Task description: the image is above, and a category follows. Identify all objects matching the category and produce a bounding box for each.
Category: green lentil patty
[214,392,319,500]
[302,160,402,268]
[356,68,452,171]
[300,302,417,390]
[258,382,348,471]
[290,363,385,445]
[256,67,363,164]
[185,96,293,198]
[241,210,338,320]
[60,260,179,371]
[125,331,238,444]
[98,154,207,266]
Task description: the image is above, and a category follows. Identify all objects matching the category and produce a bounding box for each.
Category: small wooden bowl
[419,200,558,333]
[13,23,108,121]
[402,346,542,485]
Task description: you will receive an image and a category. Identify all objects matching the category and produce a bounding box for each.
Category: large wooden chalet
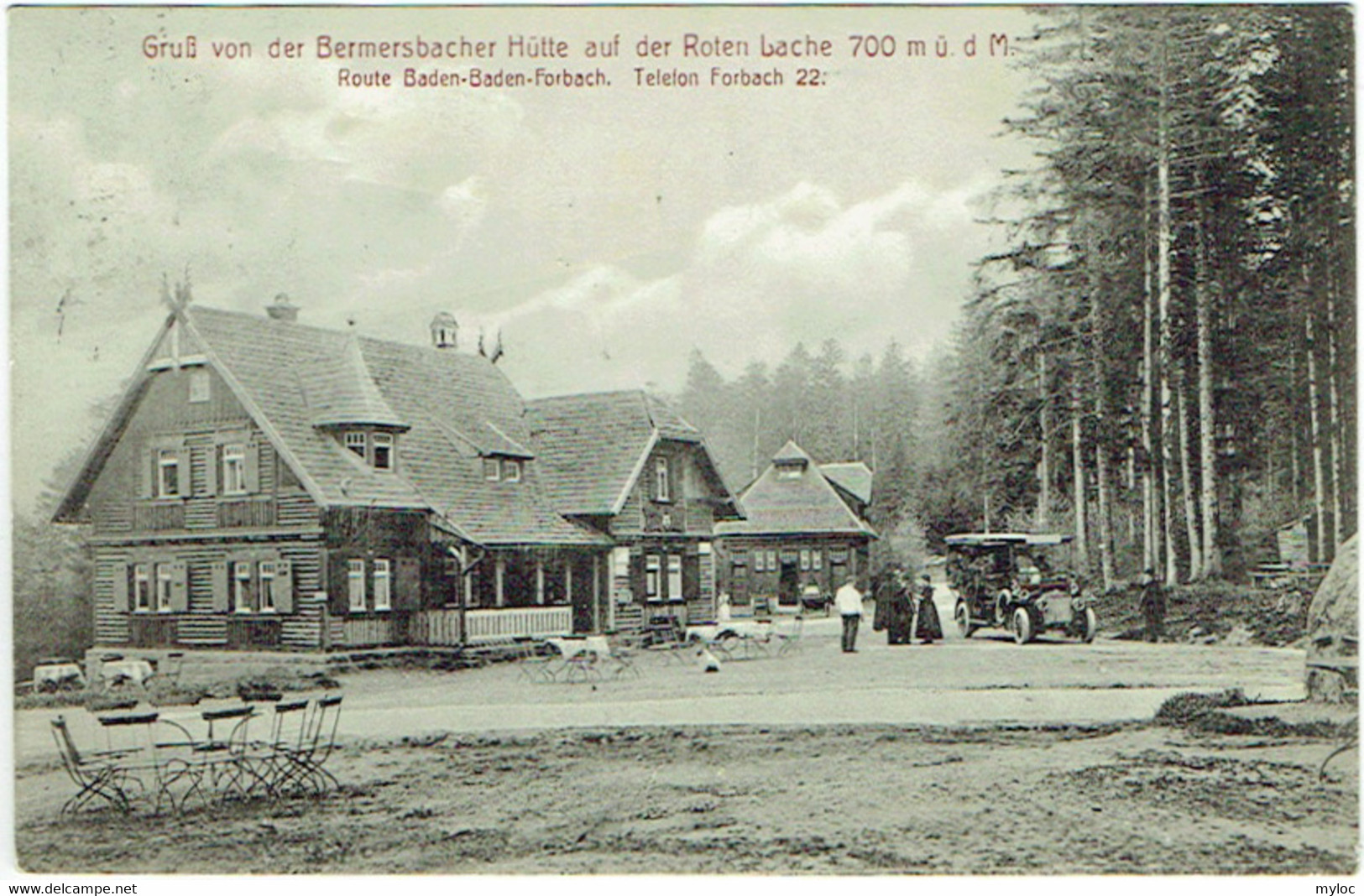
[530,392,739,626]
[716,440,877,612]
[56,297,619,650]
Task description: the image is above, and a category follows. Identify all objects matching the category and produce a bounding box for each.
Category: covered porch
[408,547,614,645]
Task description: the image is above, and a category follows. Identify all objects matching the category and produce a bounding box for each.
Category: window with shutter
[347,560,366,612]
[274,560,293,612]
[133,563,151,612]
[393,556,423,610]
[157,449,181,497]
[374,559,393,610]
[668,554,683,600]
[209,560,232,612]
[260,560,275,612]
[220,443,247,495]
[232,560,255,612]
[170,560,190,612]
[111,563,133,612]
[246,442,260,495]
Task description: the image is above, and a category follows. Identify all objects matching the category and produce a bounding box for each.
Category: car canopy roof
[944,532,1075,547]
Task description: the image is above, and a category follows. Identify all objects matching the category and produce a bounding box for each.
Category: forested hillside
[681,6,1357,584]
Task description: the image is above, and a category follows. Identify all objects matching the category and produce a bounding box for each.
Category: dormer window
[653,457,672,501]
[342,430,399,471]
[371,432,393,469]
[222,445,247,495]
[157,449,180,497]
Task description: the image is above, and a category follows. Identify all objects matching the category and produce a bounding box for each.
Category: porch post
[592,552,602,632]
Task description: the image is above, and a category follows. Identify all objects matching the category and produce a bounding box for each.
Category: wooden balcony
[133,501,184,532]
[218,497,275,529]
________________
§ GIVEN EXERCISE
Rewrite the records above with every instance of "wooden" changed to "timber", and leave the rest unchanged. Omit the pictures from your output.

§ EXERCISE OUTPUT
Task description: the image is above, and a category follows. Identify all objects matching the category and produce a bounding box for each.
Category: green lentil patty
[214,392,319,500]
[302,160,402,268]
[356,68,452,171]
[300,302,417,390]
[258,382,348,471]
[290,363,385,445]
[256,67,363,164]
[185,96,293,198]
[241,210,338,320]
[60,260,179,371]
[125,331,238,444]
[98,154,207,266]
Task description: the image is above, and a category follows. Identify all objects matching the category and produce a bounding box for each.
Category: small timber bowl
[419,200,558,333]
[13,23,108,121]
[402,346,542,485]
Task description: you will receive an image and a category. Identify all objects matching the category and produce a bounding box for each.
Category: large timber chalet
[530,392,739,626]
[716,440,877,612]
[56,297,619,650]
Task description: the image is above, and a category follows. Identify all objects matching the category and produce a bounding box for each.
Category: covered porch
[408,547,614,645]
Task description: the image is above, and a category follows. Identify all objects matching the category and produce a bounding box for each.
Category: window with shutter
[347,560,366,612]
[274,560,293,612]
[133,563,151,612]
[393,556,423,610]
[157,449,181,497]
[374,559,393,610]
[668,554,683,600]
[209,560,232,612]
[260,560,275,612]
[220,443,247,495]
[232,560,255,612]
[170,560,190,612]
[111,563,133,612]
[246,442,260,495]
Task description: the image is above, and a category follows. Identify all objects matching the category and produce a bounding box for each.
Category: car canopy roof
[944,532,1075,547]
Task description: the image is above, and a category follows. Identify all objects matching the category and produce a bounding box for each.
Category: forested hillside
[681,6,1357,584]
Task description: the image is above, and a category follows. Identify all objects matching the category and produce a bounding box for each.
Category: dormer window
[653,457,672,501]
[342,430,399,471]
[371,432,393,469]
[222,445,247,495]
[157,449,180,497]
Task description: the image is above, and a category follows. Identify all objects matching the category and produce a bounding box for each.
Category: porch post
[592,552,602,632]
Task description: the image is above, and a category follows. Identify all objects matching the category and produce a bounding box for each.
Category: timber balcony
[133,501,184,532]
[218,497,275,529]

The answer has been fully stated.